**ACTIONS TO TAKE:**
1. In the article about Magna gasoline damaging fuel pumps in Merida, how many fuel pumps did the mechanic Eduardo Perez have to replace?
2. Write the next part of the article about Magna gasoline damaging fuel pumps in Merida, picking up after its final note about where PEMEX gasoline is refined.
------ DOCUMENT EXTRACT ------
May 23, 2014 Has your Yucatecan car been running a little pooch-ey this past month? Magna gasoline has caused problems for many Merida cars this past month, as over 2,000 PROFECO complaints have been filed over Magna ruining fuel pumps (recent Milenio report) and over 700 local Toyotas affected.
Our mechanic-friend Eduardo Perez (Mechanico y Llantas Itzimna 999 144 41 23 ) describes having to replace 23 fuel pumps over just a 2½ week span in late-April to early-May, as they seized up from brown gunk.
Eduardo, Yucalandia, and various UADY scientists suspect that PEMEX changed some additive(s) in April, and that additive fouled fuel pumps with sticky gunk in our hot Yucatecan weather.
Note: PEMEX Yucatecan gasoline likely comes from Mexican refineries, while Norteños get their PEMEX gas from Texas & Louisana refineries => not necessarily the same product.
------ RECORDS SHOWN ------
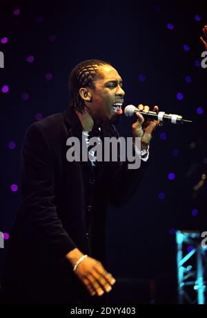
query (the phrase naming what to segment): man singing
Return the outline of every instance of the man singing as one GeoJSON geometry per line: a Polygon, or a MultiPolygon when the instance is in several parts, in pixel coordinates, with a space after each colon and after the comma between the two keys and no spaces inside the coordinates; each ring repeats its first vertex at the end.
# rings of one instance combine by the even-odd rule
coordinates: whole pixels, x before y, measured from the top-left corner
{"type": "MultiPolygon", "coordinates": [[[[110,64],[82,62],[70,76],[68,109],[31,125],[21,152],[21,202],[10,233],[2,283],[10,303],[104,301],[115,279],[106,269],[108,204],[121,206],[135,193],[148,164],[157,121],[137,113],[132,136],[141,166],[128,162],[69,162],[68,138],[119,137],[122,79],[110,64]]],[[[149,111],[139,105],[139,110],[149,111]]],[[[158,112],[157,106],[153,109],[158,112]]]]}

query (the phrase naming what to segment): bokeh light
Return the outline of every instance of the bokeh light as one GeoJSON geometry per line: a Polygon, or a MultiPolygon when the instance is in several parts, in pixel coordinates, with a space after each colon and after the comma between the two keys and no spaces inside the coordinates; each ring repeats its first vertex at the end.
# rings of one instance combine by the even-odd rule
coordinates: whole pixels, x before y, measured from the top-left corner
------
**RESPONSES FOR EACH TASK:**
1. 23 fuel pumps

2.
If you doubt the contamination, maybe a few fotos could help:
One tried and true method that ordinary folk can use to check out gasoline is to buy a little and store it in a somewhat transparent container.
I bought 2 liters on about April 29’th, and let it sit in this clean container for just 2 weeks.
It’s easy to see that a light brown residue coated the entire part of the tough plastic from just 2 weeks of contact, and …
a nasty brown thick sticky residue separated out at the bottom.
Imagine this in your fuel tank.
Imagine this brown sticky stuff in your fuel pump…
What’s a car owner to do?
Since PEMEX gasoline problems have been going on for over a decade, 2012 foto:
Water & Sediment Separating Out: Pemex Gasoline: Issues? – The Yucalandia Article
… this latest problem of sticky brown gunk separating-out and damaging our fuel pumps, is just the latest round of PEMEX gasoline quality issues.
Diario de Yucatan reports confirm what we already knew and told good friends: http://yucatan.com.mx/merida/gobierno-merida/niegan-que-dane-autos-la-gasolina
… If you want to complain formally – send PROFECO an email at ~ firstname.lastname@example.org ~ or ~ email@example.com ~ .. or Contact their FB inbox ” Consumidor Inteligente ” .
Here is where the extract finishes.